### DATA SUPPLIED ###

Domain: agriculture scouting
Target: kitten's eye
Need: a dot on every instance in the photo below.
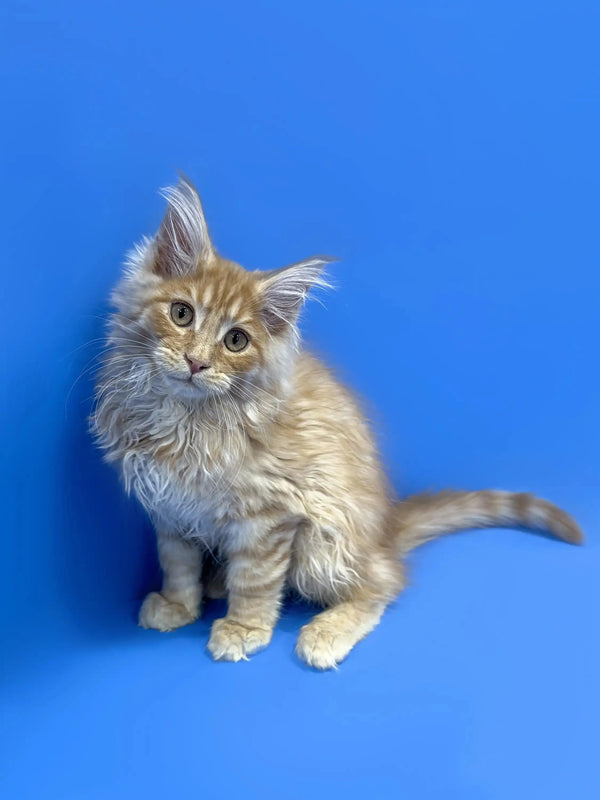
(182, 314)
(236, 340)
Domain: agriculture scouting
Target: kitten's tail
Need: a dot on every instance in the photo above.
(423, 517)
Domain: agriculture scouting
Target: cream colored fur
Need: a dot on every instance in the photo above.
(262, 459)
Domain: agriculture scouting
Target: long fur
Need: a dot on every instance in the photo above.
(263, 459)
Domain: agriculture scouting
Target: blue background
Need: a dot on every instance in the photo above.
(448, 153)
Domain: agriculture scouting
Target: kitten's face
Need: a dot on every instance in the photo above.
(211, 335)
(200, 324)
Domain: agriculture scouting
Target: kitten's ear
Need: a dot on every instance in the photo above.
(182, 241)
(284, 290)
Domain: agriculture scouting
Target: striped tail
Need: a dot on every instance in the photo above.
(423, 517)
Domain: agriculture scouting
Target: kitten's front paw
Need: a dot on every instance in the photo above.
(163, 615)
(320, 647)
(231, 641)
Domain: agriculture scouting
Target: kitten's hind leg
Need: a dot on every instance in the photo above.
(178, 602)
(328, 638)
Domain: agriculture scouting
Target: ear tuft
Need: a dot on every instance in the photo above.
(286, 289)
(182, 241)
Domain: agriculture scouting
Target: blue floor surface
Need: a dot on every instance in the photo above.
(447, 152)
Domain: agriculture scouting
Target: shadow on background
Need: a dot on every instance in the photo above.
(106, 556)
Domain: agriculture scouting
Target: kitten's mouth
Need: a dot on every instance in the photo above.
(196, 388)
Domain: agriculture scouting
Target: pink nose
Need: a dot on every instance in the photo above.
(196, 366)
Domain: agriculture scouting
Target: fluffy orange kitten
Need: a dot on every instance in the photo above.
(245, 449)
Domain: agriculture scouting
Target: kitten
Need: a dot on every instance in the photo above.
(243, 448)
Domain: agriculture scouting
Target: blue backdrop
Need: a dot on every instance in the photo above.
(448, 153)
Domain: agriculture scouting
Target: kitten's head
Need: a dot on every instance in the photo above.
(200, 324)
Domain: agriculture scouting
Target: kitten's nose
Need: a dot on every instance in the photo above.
(196, 366)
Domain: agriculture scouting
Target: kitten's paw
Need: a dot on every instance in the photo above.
(321, 647)
(163, 615)
(230, 641)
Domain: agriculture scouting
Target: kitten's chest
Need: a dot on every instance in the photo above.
(197, 478)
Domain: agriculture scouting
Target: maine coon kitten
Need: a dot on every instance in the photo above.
(241, 446)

###

- **WHAT NEEDS TO BE DONE**
Extract all the entries word for word; omit any pictures.

- **SOLUTION FOR THIS TASK**
Domain: agriculture scouting
Target: kitten's eye
Need: a dot on every instance in the photo below.
(182, 314)
(236, 340)
Domain: agriculture scouting
Target: kitten's tail
Need: a dot on every instance in the photo above.
(423, 517)
Domain: agriculture scouting
Target: cream colored fur
Need: a dot on every instance in the photo above.
(262, 459)
Domain: agriculture scouting
Target: long fur
Need: a dot on every instance in the photo above.
(263, 459)
Domain: agriculture scouting
Target: blue background
Need: a dot on every instance in the photo above.
(448, 153)
Domain: agriculture scouting
Target: kitten's face
Need: a dot on every instance in the photo above.
(211, 335)
(200, 324)
Domain: agriculture scouting
Target: kitten's ear
Need: a dot on every instance in the photo above.
(182, 241)
(284, 290)
Domain: agriculture scouting
Target: striped tail
Need: a dot on every instance in the photo above.
(423, 517)
Domain: agriculture scouting
Target: kitten's front paw
Need: a dot on every instance in the photo above.
(163, 615)
(320, 647)
(231, 641)
Domain: agriculture scouting
Target: kitten's hind leg
Need: a dot on every instance in the photo above.
(178, 602)
(328, 638)
Domain: agriculture scouting
Target: ear tuft
Need: a dot on every instance in the photo above.
(286, 289)
(182, 241)
Domain: agriculture scouting
Target: blue floor surface
Need: a dot on every instance in the photo above.
(447, 152)
Domain: agriculture scouting
Target: shadow on background
Need: a dot on every instance in the photo above.
(106, 556)
Domain: agriculture scouting
Target: kitten's mouth
Need: a dot on every instance in the photo above.
(196, 388)
Domain: agriculture scouting
Target: pink nose
Need: a dot on every instance in the photo above.
(196, 366)
Domain: agriculture scouting
Target: fluffy orange kitten
Need: a dot on every instance in the photo above.
(245, 449)
Domain: agriculture scouting
Target: kitten
Need: a dot on every instance in the photo above.
(243, 448)
Domain: agriculture scouting
Target: blue backdrop
Need: a dot on every instance in the photo above.
(448, 153)
Domain: agriculture scouting
Target: kitten's head
Need: a dot on every instance in the photo above.
(200, 324)
Domain: agriculture scouting
Target: kitten's nose
Need: a dot on every instance in the photo above.
(196, 366)
Domain: agriculture scouting
Target: kitten's paw
Need: a dot on every instance in the photo above.
(321, 647)
(163, 615)
(230, 641)
Domain: agriculture scouting
Target: kitten's chest
Need: a dot on every instance in the photo above.
(197, 478)
Domain: agriculture scouting
Target: maine coon kitten
Need: a dot on every instance in the photo above.
(241, 446)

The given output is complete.